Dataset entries
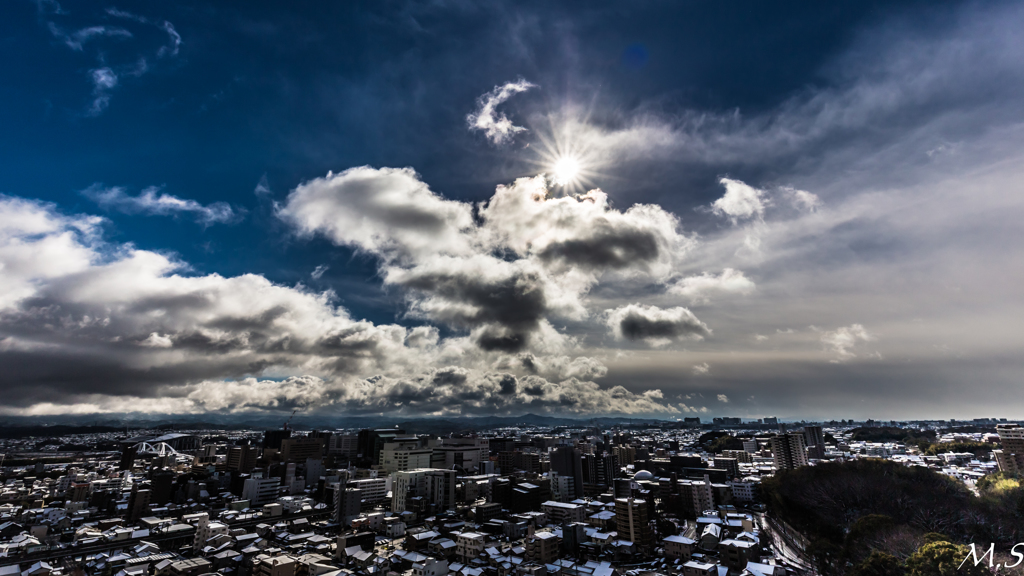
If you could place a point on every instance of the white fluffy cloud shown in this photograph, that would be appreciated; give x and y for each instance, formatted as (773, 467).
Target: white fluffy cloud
(700, 288)
(388, 212)
(844, 339)
(526, 259)
(109, 328)
(494, 124)
(740, 201)
(152, 202)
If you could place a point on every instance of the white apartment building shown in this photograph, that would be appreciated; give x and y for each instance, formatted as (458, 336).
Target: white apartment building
(562, 512)
(469, 545)
(374, 489)
(396, 456)
(260, 491)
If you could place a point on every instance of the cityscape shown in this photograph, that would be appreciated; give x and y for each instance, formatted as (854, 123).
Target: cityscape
(685, 498)
(511, 288)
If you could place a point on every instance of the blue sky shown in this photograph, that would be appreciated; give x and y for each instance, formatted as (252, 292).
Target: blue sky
(808, 165)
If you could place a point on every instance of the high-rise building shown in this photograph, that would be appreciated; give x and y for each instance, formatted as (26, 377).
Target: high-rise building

◆ Assigned task ◆
Scan the records above and show every line in which the word "high" occurs.

◆ Solution below ◆
If you could place a point on every instance of the high-rise building shown in this photograph, that would be appreciated; give x and y for each instance, formatted as (26, 377).
Target: high-rise building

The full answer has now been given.